Já faz um tempo, minha querida sobrinha Sophia, de 12 anos, tentava me explicar algo que tinha dificuldades de entender. Foi aí que ela perguntou: “quer que desenhe, tio?” Retruquei à Sophia que, como sou professor, também gosto de “desenhar”, pois é uma boa estratégia de ensino.
Nos últimos dias, vimos o presidente Lula da Silva criticando o Banco Central (BC), afirmando que não é preciso de taxa de juro em 10,5% agora e que o futuro presidente da instituição, que ele em breve indicará, tem que se preocupar com o país e não com o mercado financeiro e que há um jogo de interesses especulativos contra nossa moeda.
Como mencionei acima, pelo hábito da docência, peço licença ao leitor para usar a tática da Sophia e fazer o primeiro “desenho” do artigo, qual seja, entendermos a importância do mercado financeiro para uma economia saudável e próspera.
Num sistema capitalista, convivem agentes econômicos superavitários, aqueles que formam poupança (possuem mais receitas que despesas) com aqueles deficitários (gastam mais do que recebem de renda). Os superavitários, por óbvio, desejam aplicar suas “sobras” (poupança) de forma segura e rentável. Já os deficitários necessitam financiar suas diferenças, tomando empréstimos junto àqueles primeiros. Este é o principal papel do mercado financeiro: uni-los da forma eficiente!
O ponto relevante é que, quanto mais eficaz for este processo, mais o país encaminha-se para ser exitoso em sua economia. Primeiramente, porque haverá o estímulo fundamental à formação de poupança. Depois, porque permite que haja fluidez dos recursos, dentro de um ambiente seguro. Em outras palavras, o mercado financeiro não é um cassino, um site de bets, como muitos advogam, mas um ente importantíssimo no processo de crescimento da economia, pois há uma tendência de as empresas investirem, via mercado de capitais, gerando renda e emprego.

*OBJETIVO*
Retorne, sem alterações, a parte do trecho acima sobre o mercado financeiro que se inicia pelas palavras que contêm "Já faz um tempo, minha" e se encerra em "estratégia de ensino.".

*INFORMAÇÕES FORNECIDAS*
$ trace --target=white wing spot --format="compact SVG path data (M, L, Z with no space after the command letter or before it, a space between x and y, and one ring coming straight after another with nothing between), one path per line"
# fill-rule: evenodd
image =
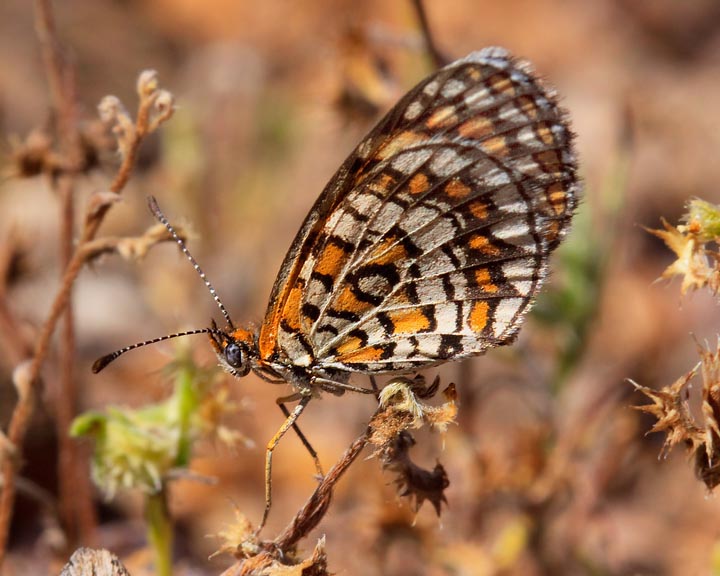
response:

*RESPOSTA*
Já faz um tempo, minha querida sobrinha Sophia, de 12 anos, tentava me explicar algo que tinha dificuldades de entender. Foi aí que ela perguntou: “quer que desenhe, tio?” Retruquei à Sophia que, como sou professor, também gosto de “desenhar”, pois é uma boa estratégia de ensino.